Return the material below word for word, but leave out the pictures.
[start of Supplied records]
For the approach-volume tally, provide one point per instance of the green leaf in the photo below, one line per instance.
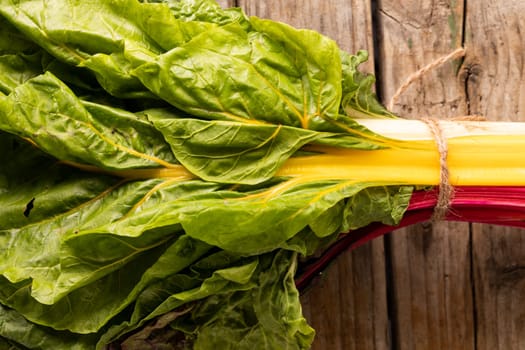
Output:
(18, 333)
(46, 111)
(232, 152)
(267, 316)
(109, 38)
(227, 73)
(385, 204)
(359, 99)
[end of Supplied records]
> Solution to the problem:
For the approach-volume tally, provide one point per instance of the green leaf in the photo below, one line per instance.
Output:
(18, 333)
(46, 111)
(232, 152)
(267, 316)
(109, 38)
(227, 73)
(385, 204)
(359, 99)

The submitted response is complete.